# Task material

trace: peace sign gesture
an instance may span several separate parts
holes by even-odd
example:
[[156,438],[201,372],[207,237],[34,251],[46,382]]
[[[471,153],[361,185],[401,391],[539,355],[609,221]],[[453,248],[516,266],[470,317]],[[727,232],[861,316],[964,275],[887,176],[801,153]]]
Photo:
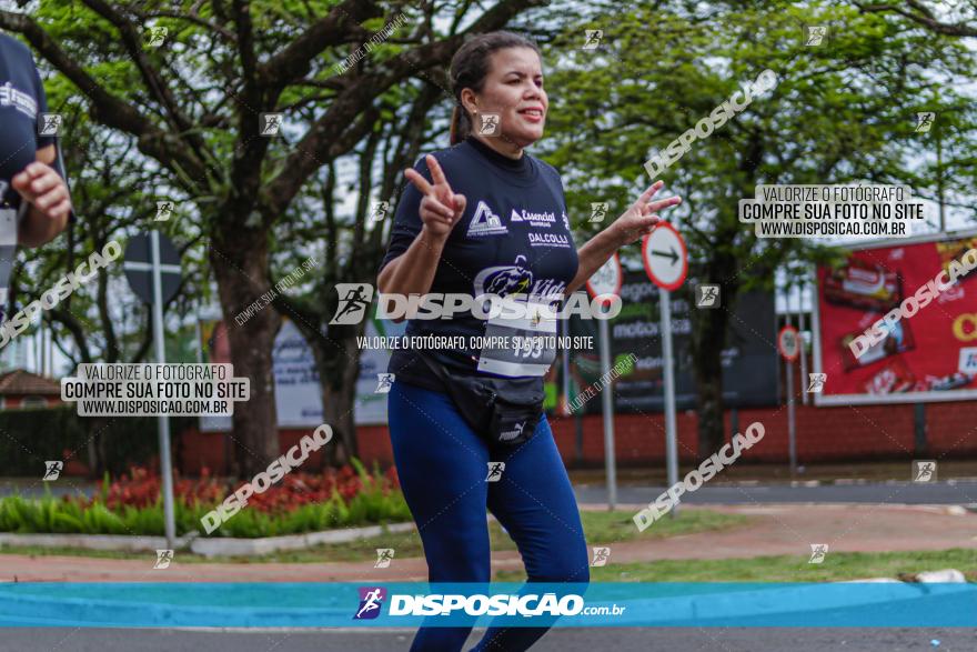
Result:
[[663,185],[665,185],[664,181],[654,182],[642,193],[636,202],[631,204],[631,207],[624,211],[613,224],[611,224],[610,228],[614,229],[622,247],[624,244],[631,244],[642,235],[647,235],[654,231],[658,222],[662,221],[662,218],[657,215],[658,211],[682,203],[681,197],[669,197],[667,199],[659,199],[658,201],[651,201],[652,197],[662,190]]
[[404,170],[404,175],[421,191],[421,221],[431,234],[446,238],[465,212],[467,200],[464,194],[455,194],[444,177],[437,159],[427,154],[424,159],[431,170],[434,184],[427,182],[416,170]]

# Task brief
Present every line of the records above as a Markdown table with the columns Row and Text, giving each line its row number and skipping blank lines. Leave the pictures out of the table.

# Full response
| Row | Text |
|---|---|
| 1 | trace: peace sign gesture |
| 2 | an instance may span several separate parts |
| 3 | holes by even-odd |
| 4 | example: |
| 5 | [[156,438],[201,372],[207,237],[34,251],[46,382]] |
| 6 | [[[471,153],[361,185],[401,391],[539,355],[609,221]],[[453,248],[516,266],[470,317]],[[727,232],[861,316],[964,275],[887,176],[801,153]]] |
| 7 | Photo: |
| 8 | Result: |
| 9 | [[663,185],[665,185],[664,181],[654,182],[642,193],[636,202],[631,204],[631,207],[624,211],[613,224],[611,224],[610,228],[614,229],[622,247],[624,244],[631,244],[642,235],[647,235],[654,231],[658,222],[662,221],[662,218],[657,215],[658,211],[682,203],[681,197],[669,197],[667,199],[659,199],[658,201],[651,201],[652,197],[662,190]] |
| 10 | [[404,170],[404,175],[421,191],[421,221],[431,234],[446,238],[465,212],[467,200],[464,194],[455,194],[444,177],[437,159],[427,154],[424,159],[431,170],[434,184],[427,182],[416,170]] |